## begin DATASET ENTRIES
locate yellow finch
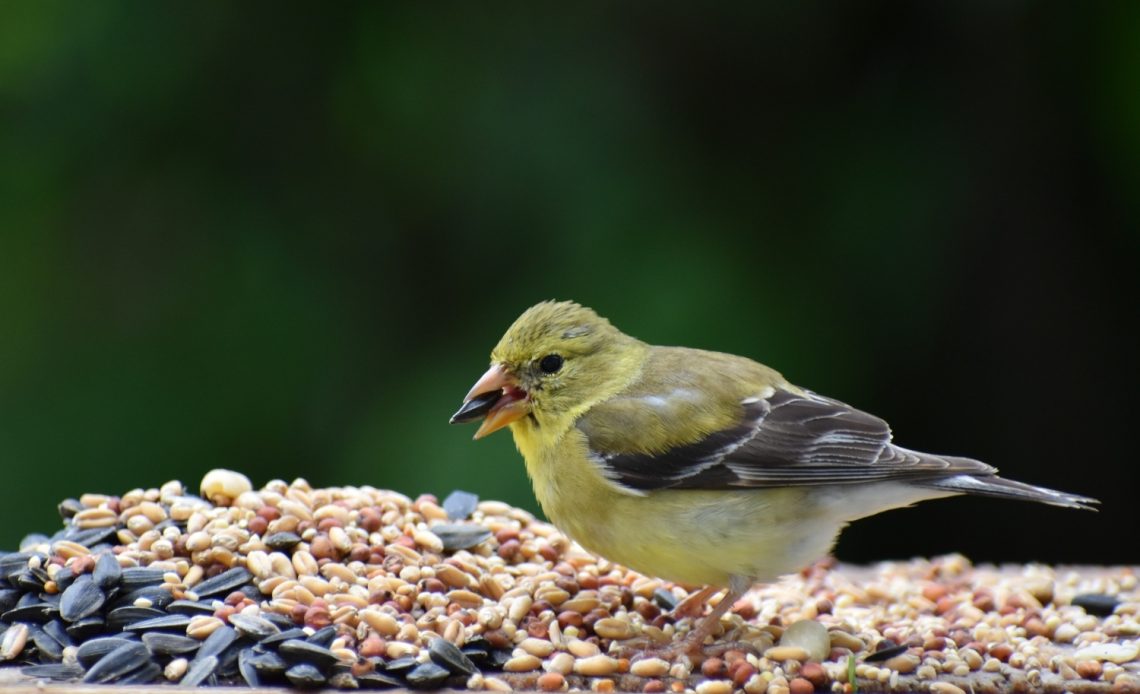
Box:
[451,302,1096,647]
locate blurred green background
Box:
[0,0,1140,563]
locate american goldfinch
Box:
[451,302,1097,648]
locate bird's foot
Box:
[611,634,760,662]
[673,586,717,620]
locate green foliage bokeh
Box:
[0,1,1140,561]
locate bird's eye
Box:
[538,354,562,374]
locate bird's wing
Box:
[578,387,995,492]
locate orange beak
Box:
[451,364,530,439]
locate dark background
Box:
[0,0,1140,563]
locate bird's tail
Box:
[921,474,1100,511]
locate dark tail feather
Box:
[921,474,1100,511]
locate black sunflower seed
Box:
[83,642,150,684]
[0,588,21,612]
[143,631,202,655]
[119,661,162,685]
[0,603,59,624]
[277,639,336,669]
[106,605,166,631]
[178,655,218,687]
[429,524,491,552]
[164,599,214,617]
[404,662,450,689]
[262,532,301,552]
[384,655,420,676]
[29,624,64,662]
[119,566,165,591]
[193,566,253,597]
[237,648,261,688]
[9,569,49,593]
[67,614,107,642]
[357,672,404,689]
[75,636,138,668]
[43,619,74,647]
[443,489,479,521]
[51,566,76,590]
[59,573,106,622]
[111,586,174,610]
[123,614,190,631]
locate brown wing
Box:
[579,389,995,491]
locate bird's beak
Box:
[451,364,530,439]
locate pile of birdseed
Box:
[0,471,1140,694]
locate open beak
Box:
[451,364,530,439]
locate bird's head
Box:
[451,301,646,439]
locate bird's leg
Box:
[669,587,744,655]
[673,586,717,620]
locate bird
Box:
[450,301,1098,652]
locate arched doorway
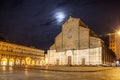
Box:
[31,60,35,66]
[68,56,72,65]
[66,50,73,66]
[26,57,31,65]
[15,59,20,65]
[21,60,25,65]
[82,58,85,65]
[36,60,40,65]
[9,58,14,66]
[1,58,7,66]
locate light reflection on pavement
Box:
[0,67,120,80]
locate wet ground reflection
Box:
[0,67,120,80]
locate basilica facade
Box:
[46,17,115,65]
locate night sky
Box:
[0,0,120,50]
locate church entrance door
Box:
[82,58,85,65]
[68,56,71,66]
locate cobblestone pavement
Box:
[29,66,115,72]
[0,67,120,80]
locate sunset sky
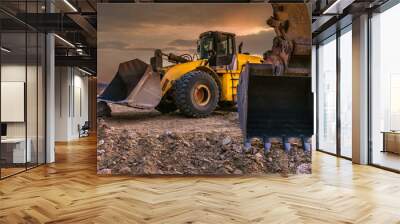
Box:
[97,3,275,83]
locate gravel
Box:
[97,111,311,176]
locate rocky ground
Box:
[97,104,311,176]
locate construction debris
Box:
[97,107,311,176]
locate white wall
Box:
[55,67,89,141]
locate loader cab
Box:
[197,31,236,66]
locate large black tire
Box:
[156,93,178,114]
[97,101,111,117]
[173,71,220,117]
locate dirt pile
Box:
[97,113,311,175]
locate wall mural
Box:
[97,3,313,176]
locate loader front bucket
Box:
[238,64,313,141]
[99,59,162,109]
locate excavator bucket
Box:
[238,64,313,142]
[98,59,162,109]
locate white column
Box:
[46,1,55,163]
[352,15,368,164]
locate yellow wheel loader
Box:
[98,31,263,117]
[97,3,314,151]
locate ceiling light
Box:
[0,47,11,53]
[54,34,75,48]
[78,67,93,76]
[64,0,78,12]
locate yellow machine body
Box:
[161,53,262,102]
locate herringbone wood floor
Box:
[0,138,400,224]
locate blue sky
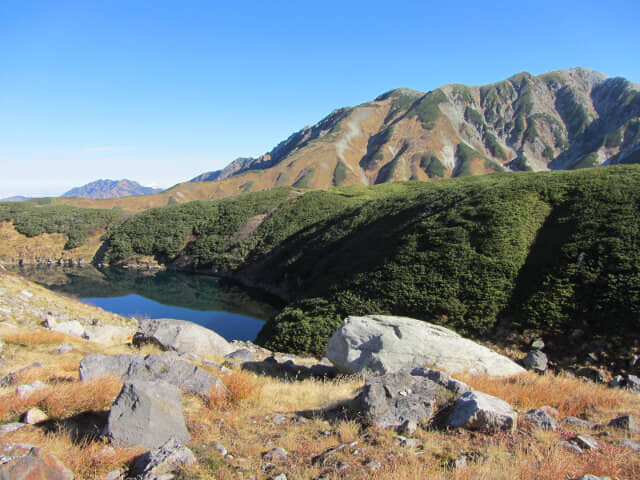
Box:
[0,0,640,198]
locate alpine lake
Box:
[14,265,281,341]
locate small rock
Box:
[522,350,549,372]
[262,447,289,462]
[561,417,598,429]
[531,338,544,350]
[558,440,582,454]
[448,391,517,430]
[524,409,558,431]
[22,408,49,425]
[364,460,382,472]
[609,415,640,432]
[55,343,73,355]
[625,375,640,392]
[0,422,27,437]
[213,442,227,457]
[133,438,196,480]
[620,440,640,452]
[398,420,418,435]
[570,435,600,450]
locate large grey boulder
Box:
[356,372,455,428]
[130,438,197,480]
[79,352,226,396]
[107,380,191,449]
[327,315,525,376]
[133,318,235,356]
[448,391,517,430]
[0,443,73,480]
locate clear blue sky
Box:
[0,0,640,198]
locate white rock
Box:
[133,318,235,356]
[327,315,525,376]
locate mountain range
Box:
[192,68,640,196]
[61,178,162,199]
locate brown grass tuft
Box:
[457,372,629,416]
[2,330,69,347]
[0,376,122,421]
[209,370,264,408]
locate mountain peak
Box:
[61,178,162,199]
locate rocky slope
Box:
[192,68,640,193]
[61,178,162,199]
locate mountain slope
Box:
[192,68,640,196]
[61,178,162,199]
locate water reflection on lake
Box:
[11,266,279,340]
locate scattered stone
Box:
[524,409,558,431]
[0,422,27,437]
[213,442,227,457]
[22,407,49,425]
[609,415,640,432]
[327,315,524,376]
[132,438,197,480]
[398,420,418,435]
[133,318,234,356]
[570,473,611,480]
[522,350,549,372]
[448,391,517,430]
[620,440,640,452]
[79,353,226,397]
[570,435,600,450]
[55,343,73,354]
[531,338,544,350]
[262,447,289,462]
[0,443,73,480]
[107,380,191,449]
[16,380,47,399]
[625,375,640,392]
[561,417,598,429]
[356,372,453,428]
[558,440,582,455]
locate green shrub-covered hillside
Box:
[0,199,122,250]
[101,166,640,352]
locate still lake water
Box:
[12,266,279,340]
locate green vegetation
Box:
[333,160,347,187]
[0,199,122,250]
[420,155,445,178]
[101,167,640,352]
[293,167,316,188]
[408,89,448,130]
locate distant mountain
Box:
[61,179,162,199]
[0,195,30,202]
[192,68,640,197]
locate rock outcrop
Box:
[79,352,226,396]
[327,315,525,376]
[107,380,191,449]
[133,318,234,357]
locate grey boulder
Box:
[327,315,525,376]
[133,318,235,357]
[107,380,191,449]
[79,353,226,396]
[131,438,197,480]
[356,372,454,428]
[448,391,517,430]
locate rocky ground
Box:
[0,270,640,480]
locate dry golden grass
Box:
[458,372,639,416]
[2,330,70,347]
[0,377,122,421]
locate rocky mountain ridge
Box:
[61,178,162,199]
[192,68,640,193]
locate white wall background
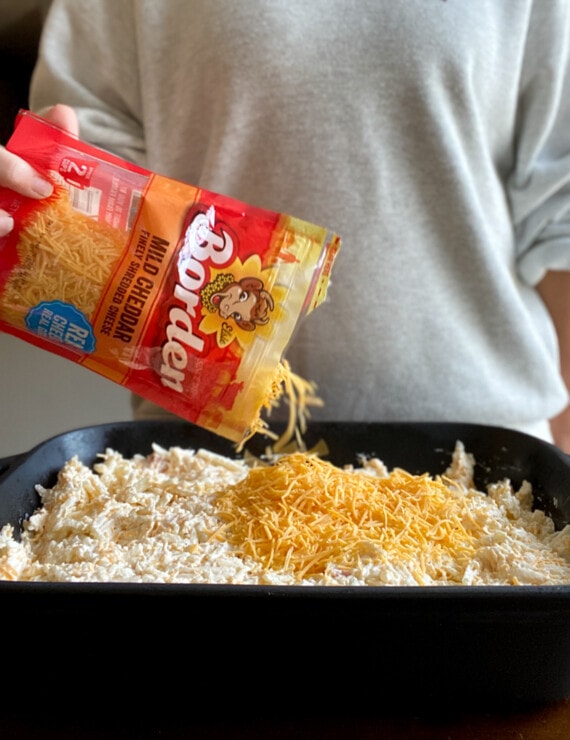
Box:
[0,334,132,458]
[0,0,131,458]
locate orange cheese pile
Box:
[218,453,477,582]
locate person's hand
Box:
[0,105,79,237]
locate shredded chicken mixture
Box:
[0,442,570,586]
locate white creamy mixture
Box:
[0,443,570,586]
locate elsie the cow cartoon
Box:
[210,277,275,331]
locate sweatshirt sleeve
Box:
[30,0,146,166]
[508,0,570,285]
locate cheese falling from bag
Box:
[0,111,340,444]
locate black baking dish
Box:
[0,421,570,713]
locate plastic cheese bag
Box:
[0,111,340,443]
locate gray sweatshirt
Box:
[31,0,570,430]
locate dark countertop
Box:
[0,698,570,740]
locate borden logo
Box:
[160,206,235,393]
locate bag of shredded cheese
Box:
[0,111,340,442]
## end DATASET ENTRIES
(EXERCISE DIRECTIONS): Copy the records from the line containing "locate mountain range" through the line containing "[133,318,234,357]", both ends included, leaving the requests unchanged. Multiply every bounding-box coordinate in those lines by 1.3, and round each result to a whole number with halves rounded up.

(RIGHT ANSWER):
locate mountain range
Box:
[250,88,832,255]
[79,231,211,259]
locate brown grass tuft
Box:
[594,484,818,541]
[3,429,90,451]
[0,489,159,547]
[272,481,343,530]
locate mountain peak
Box:
[79,231,211,259]
locate rocky slope
Box:
[250,88,832,251]
[79,231,211,259]
locate mountain slope
Box:
[250,88,832,255]
[79,231,211,259]
locate water reflection on lake
Box:
[14,346,363,442]
locate scattered stone
Box:
[681,532,725,560]
[0,549,35,568]
[277,575,295,594]
[29,529,64,553]
[792,540,832,562]
[425,410,681,489]
[172,569,256,624]
[517,546,543,566]
[173,413,304,463]
[741,615,794,624]
[679,455,714,484]
[582,508,672,559]
[806,572,832,588]
[103,459,294,516]
[741,566,780,585]
[72,446,95,460]
[690,439,707,455]
[341,581,376,601]
[0,576,95,624]
[139,494,248,584]
[21,494,61,519]
[813,488,832,510]
[729,542,777,558]
[463,484,589,556]
[725,572,757,592]
locate green shrub-covered hillside
Box:
[0,259,159,325]
[131,216,832,458]
locate still lake water
Box:
[16,346,363,442]
locate green vegetation
Box:
[433,208,451,243]
[0,259,159,325]
[546,202,579,231]
[131,217,832,458]
[381,217,411,244]
[530,116,582,169]
locate distant mountain
Box:
[79,233,211,259]
[0,254,39,263]
[250,88,832,256]
locate rock outcrop
Box:
[103,458,294,515]
[425,410,683,489]
[139,494,248,584]
[173,413,304,464]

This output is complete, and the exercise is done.